[START Dataset entries]

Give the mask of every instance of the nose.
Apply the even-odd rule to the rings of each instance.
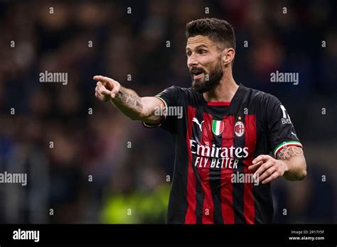
[[[192,54],[191,56],[188,57],[187,59],[187,67],[195,67],[198,63],[198,60],[196,60],[194,54]]]

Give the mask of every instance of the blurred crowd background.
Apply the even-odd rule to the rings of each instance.
[[[190,87],[185,26],[203,17],[233,26],[235,79],[277,96],[304,146],[307,177],[273,182],[275,222],[336,223],[336,10],[332,0],[0,1],[0,172],[28,174],[26,187],[0,184],[0,223],[165,222],[171,137],[96,99],[92,76],[140,96]],[[40,82],[46,70],[68,84]],[[299,84],[271,83],[276,70],[299,72]]]

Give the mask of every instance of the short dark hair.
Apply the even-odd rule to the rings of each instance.
[[[232,26],[225,20],[206,18],[186,24],[186,38],[196,35],[208,36],[212,41],[225,48],[235,49],[235,35]]]

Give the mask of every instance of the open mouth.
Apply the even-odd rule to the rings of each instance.
[[[200,70],[195,70],[192,71],[192,74],[193,75],[193,78],[197,79],[202,77],[203,72]]]

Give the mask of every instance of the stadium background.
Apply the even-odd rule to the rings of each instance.
[[[275,222],[336,223],[336,9],[313,0],[1,1],[0,171],[28,178],[0,184],[0,223],[164,223],[171,136],[99,101],[92,78],[141,96],[189,87],[184,28],[202,17],[232,23],[234,78],[277,96],[304,146],[307,177],[273,182]],[[46,70],[67,72],[68,84],[40,82]],[[299,72],[299,84],[271,83],[276,70]]]

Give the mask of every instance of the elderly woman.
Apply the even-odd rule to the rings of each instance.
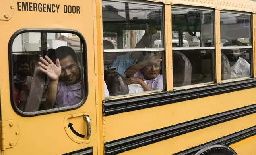
[[[142,62],[127,69],[125,72],[127,83],[139,84],[144,91],[163,89],[163,76],[160,74],[161,57],[159,55],[149,54]]]

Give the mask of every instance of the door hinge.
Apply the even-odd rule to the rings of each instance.
[[[15,4],[14,0],[2,0],[0,5],[0,21],[9,21],[12,17],[16,9]]]
[[[0,122],[1,125],[1,149],[13,147],[18,142],[20,130],[14,120]]]

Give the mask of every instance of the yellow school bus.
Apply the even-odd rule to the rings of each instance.
[[[1,154],[256,155],[256,28],[250,0],[1,0]]]

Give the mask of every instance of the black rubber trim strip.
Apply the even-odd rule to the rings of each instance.
[[[106,155],[115,155],[256,112],[256,104],[194,119],[105,144]]]
[[[228,146],[256,134],[256,126],[255,126],[172,155],[194,155],[201,149],[204,147],[215,144]]]
[[[93,147],[85,148],[62,155],[93,155]]]
[[[15,38],[20,34],[27,32],[45,32],[45,33],[72,33],[77,35],[80,38],[81,42],[83,45],[83,52],[81,53],[81,57],[83,59],[83,81],[84,83],[84,97],[80,102],[80,104],[73,106],[72,108],[67,107],[63,108],[54,108],[51,110],[38,111],[31,112],[25,112],[20,110],[16,106],[14,101],[14,93],[13,89],[13,63],[12,57],[12,45],[13,42]],[[11,98],[11,104],[14,111],[19,115],[25,117],[35,116],[39,115],[45,115],[49,113],[71,110],[77,109],[82,106],[87,99],[88,94],[88,71],[87,64],[87,49],[86,42],[83,35],[78,31],[72,29],[46,29],[46,28],[24,28],[20,29],[16,32],[11,37],[9,41],[8,50],[9,54],[9,74],[10,81],[10,97]]]
[[[168,104],[256,87],[256,79],[215,84],[171,92],[163,92],[103,102],[103,116]]]

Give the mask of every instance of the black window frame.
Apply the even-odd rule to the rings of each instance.
[[[83,96],[81,101],[78,104],[70,106],[62,107],[56,108],[53,108],[50,110],[38,111],[33,112],[24,112],[19,109],[17,107],[14,100],[14,90],[13,87],[13,60],[12,47],[13,42],[14,39],[19,34],[25,33],[41,33],[41,37],[42,37],[42,33],[71,33],[76,35],[80,39],[80,42],[82,45],[82,52],[81,53],[81,59],[82,60],[82,64],[83,67],[83,94],[84,96]],[[43,40],[41,41],[41,45],[42,44],[45,43]],[[81,107],[85,103],[87,100],[88,95],[88,70],[87,70],[87,47],[86,42],[83,35],[78,31],[73,29],[48,29],[48,28],[24,28],[20,29],[15,32],[10,37],[8,45],[8,61],[9,61],[9,76],[10,83],[10,91],[11,104],[12,108],[15,112],[18,115],[24,117],[31,117],[38,115],[48,114],[50,113],[55,113],[59,112],[62,112],[67,111],[74,110],[78,109]]]

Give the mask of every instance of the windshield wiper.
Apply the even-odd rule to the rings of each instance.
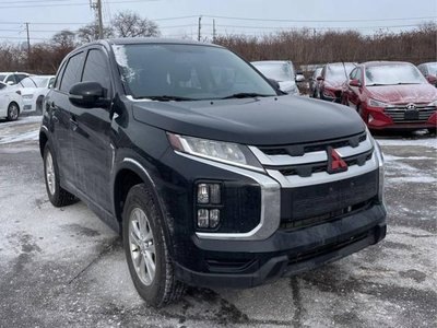
[[[170,96],[170,95],[160,95],[160,96],[143,96],[138,97],[138,99],[151,99],[151,101],[158,101],[158,102],[189,102],[189,101],[197,101],[194,98],[189,97],[180,97],[180,96]]]
[[[269,97],[269,96],[271,96],[271,95],[270,94],[260,94],[260,93],[255,93],[255,92],[240,92],[240,93],[234,93],[232,95],[223,97],[222,99],[253,98],[253,97]]]

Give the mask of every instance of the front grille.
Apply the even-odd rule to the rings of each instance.
[[[343,159],[347,166],[358,165],[363,166],[368,160],[371,159],[373,150],[362,153],[359,155],[350,156]],[[321,163],[311,163],[308,165],[295,165],[287,167],[280,167],[279,171],[284,176],[298,175],[300,177],[311,176],[312,173],[326,172],[328,167],[328,161]]]
[[[366,132],[318,142],[251,147],[265,169],[282,176],[310,177],[328,172],[328,149],[334,149],[347,166],[364,166],[373,156],[374,147]]]
[[[300,144],[290,145],[271,145],[271,147],[259,147],[258,149],[265,155],[291,155],[291,156],[303,156],[306,153],[324,151],[328,147],[334,149],[342,147],[358,147],[359,143],[366,140],[366,133],[358,133],[346,138],[309,142]]]
[[[426,122],[436,113],[435,106],[416,105],[416,109],[406,109],[406,106],[383,109],[394,122]]]
[[[367,202],[377,199],[378,178],[378,171],[373,171],[317,186],[284,188],[281,190],[281,222],[284,227],[319,224],[364,209]]]

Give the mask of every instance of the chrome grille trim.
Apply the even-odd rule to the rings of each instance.
[[[371,159],[366,162],[363,166],[353,165],[347,167],[347,171],[329,174],[327,172],[318,172],[314,173],[309,177],[300,177],[298,175],[290,175],[284,176],[277,169],[267,169],[267,173],[277,180],[283,188],[296,188],[296,187],[305,187],[312,185],[321,185],[326,183],[338,181],[346,178],[351,178],[354,176],[363,175],[375,171],[378,168],[378,160],[375,156],[375,152],[371,155]]]
[[[416,120],[405,120],[404,114],[406,112],[406,106],[385,108],[383,113],[395,122],[423,122],[427,121],[429,117],[434,113],[436,113],[436,107],[426,105],[416,105],[416,110],[418,112],[418,119]]]
[[[303,165],[312,164],[318,162],[328,161],[328,154],[326,151],[309,152],[302,156],[292,155],[267,155],[257,147],[250,145],[249,149],[256,155],[258,161],[264,166],[286,166],[286,165]],[[335,149],[336,152],[342,157],[350,157],[354,155],[359,155],[368,152],[373,149],[373,144],[369,138],[366,138],[358,147],[341,147]]]

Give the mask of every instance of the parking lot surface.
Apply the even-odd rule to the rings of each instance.
[[[48,201],[39,117],[0,121],[0,327],[436,327],[437,141],[383,136],[388,234],[250,290],[190,289],[149,307],[121,242],[82,202]]]

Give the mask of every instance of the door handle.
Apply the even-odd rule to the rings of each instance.
[[[75,117],[70,117],[70,127],[75,131],[79,127],[78,121],[75,120]]]

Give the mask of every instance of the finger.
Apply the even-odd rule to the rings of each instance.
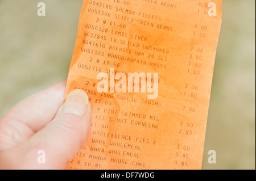
[[[0,121],[23,123],[34,132],[40,130],[53,119],[63,103],[66,83],[63,81],[23,99]]]
[[[26,163],[24,168],[66,169],[87,138],[91,114],[85,92],[81,90],[71,92],[52,121],[16,149],[24,155],[20,161]],[[39,150],[45,152],[45,164],[37,162]]]

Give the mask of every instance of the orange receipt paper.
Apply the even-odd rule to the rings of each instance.
[[[84,1],[66,96],[92,125],[68,169],[201,169],[221,3]]]

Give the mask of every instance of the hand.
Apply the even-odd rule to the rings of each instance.
[[[24,99],[0,119],[0,169],[67,169],[87,138],[92,109],[81,90],[63,104],[65,85]]]

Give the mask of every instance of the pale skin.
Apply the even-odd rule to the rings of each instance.
[[[0,169],[66,169],[86,141],[92,109],[86,94],[62,82],[19,102],[0,119]],[[39,150],[46,163],[39,163]]]

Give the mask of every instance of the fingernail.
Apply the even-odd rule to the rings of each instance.
[[[75,90],[67,96],[61,111],[64,113],[82,116],[86,111],[88,104],[87,94],[80,89]]]

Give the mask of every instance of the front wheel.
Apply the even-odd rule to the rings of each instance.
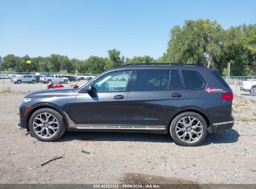
[[[39,141],[52,142],[60,138],[66,131],[64,119],[50,108],[40,109],[29,119],[31,134]]]
[[[207,125],[201,115],[188,111],[175,117],[171,124],[169,131],[177,144],[196,146],[204,141],[207,133]]]
[[[252,88],[252,96],[256,96],[256,87],[254,87],[254,88]]]

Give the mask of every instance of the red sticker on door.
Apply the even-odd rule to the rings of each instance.
[[[206,93],[214,93],[215,88],[214,87],[208,87],[206,88]]]

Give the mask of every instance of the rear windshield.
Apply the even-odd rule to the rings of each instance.
[[[214,76],[222,83],[225,87],[227,88],[230,88],[227,85],[227,83],[225,81],[225,80],[219,75],[219,71],[212,71],[212,73],[214,75]]]

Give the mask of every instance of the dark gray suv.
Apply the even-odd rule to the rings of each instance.
[[[67,131],[170,134],[194,146],[230,129],[232,90],[217,70],[188,64],[125,65],[78,88],[30,93],[19,128],[42,141]]]

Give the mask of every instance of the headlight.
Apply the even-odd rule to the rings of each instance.
[[[30,98],[23,98],[23,103],[24,103],[29,102],[29,101],[32,101],[32,99]]]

[END Dataset entries]

-- Work to complete --
Reproduce verbatim the lines of the material beginning with the line containing "Give the mask of every instance of the headlight." and continuing through the final line of the material, both ends included.

-- Solution to this task --
Give the mask of every instance of the headlight.
Apply the even-odd rule to the rings of each instance.
[[[30,98],[23,98],[23,103],[24,103],[29,102],[29,101],[32,101],[32,99]]]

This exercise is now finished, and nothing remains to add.